INSTRUCTIONS FOR THE TASK
Output the data as it stands. Each line must match exactly.

Records from a dataset:

--*--

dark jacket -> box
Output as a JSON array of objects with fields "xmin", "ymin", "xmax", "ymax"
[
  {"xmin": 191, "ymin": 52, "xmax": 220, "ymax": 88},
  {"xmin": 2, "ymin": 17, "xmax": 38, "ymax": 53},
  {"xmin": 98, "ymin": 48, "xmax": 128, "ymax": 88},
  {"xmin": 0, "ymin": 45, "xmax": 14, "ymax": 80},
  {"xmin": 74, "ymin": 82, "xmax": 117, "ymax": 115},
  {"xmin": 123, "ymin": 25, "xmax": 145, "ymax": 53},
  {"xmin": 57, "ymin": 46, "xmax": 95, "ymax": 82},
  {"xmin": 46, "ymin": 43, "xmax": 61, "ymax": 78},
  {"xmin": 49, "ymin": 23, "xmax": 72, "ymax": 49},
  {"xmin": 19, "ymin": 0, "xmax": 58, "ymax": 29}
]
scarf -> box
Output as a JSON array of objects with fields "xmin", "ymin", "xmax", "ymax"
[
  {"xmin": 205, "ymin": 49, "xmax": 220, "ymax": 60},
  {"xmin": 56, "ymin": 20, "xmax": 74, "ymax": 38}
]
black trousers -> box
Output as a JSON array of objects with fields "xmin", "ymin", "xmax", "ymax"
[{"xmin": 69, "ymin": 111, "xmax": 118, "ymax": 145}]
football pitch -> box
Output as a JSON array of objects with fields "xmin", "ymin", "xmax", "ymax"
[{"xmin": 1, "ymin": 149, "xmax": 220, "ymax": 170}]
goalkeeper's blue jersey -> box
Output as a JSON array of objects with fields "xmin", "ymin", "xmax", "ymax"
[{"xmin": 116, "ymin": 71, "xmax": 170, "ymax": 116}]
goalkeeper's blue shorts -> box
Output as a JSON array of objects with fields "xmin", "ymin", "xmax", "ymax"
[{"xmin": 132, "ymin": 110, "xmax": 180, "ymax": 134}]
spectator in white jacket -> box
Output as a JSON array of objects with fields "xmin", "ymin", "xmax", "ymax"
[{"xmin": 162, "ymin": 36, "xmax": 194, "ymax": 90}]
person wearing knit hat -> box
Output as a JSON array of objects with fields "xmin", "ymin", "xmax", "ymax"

--*--

RESPONSE FOR THIS EXERCISE
dark jacket -> box
Output as a JSON array of objects with fields "xmin", "ymin", "xmax", "ymax"
[
  {"xmin": 191, "ymin": 52, "xmax": 220, "ymax": 88},
  {"xmin": 2, "ymin": 17, "xmax": 38, "ymax": 53},
  {"xmin": 98, "ymin": 48, "xmax": 128, "ymax": 88},
  {"xmin": 0, "ymin": 45, "xmax": 14, "ymax": 80},
  {"xmin": 74, "ymin": 82, "xmax": 117, "ymax": 115},
  {"xmin": 123, "ymin": 25, "xmax": 145, "ymax": 53},
  {"xmin": 57, "ymin": 46, "xmax": 95, "ymax": 82},
  {"xmin": 46, "ymin": 43, "xmax": 61, "ymax": 78},
  {"xmin": 49, "ymin": 23, "xmax": 72, "ymax": 49},
  {"xmin": 19, "ymin": 0, "xmax": 58, "ymax": 29}
]
scarf -> box
Output as a JSON array of objects with fields "xmin", "ymin", "xmax", "ymax"
[
  {"xmin": 205, "ymin": 49, "xmax": 220, "ymax": 60},
  {"xmin": 56, "ymin": 20, "xmax": 74, "ymax": 38}
]
black trousers -> box
Output as a JSON array of objects with fields "xmin", "ymin", "xmax", "ymax"
[{"xmin": 69, "ymin": 111, "xmax": 118, "ymax": 145}]
football pitch -> box
Output as a JSON array of objects with fields "xmin", "ymin", "xmax", "ymax"
[{"xmin": 1, "ymin": 149, "xmax": 220, "ymax": 170}]
goalkeeper's blue jersey -> box
Output as a JSON array of objects with fields "xmin", "ymin", "xmax", "ymax"
[{"xmin": 116, "ymin": 71, "xmax": 170, "ymax": 116}]
goalkeeper's blue shorts -> box
Output as a JSON array of objects with fields "xmin", "ymin", "xmax", "ymax"
[{"xmin": 132, "ymin": 110, "xmax": 180, "ymax": 134}]
spectator in white jacket -> box
Output as a JSON array of objects with fields "xmin", "ymin", "xmax", "ymax"
[{"xmin": 162, "ymin": 36, "xmax": 194, "ymax": 90}]
person wearing knit hat -> box
Output as a JSON array of objects with fields "xmin", "ymin", "xmax", "ymax"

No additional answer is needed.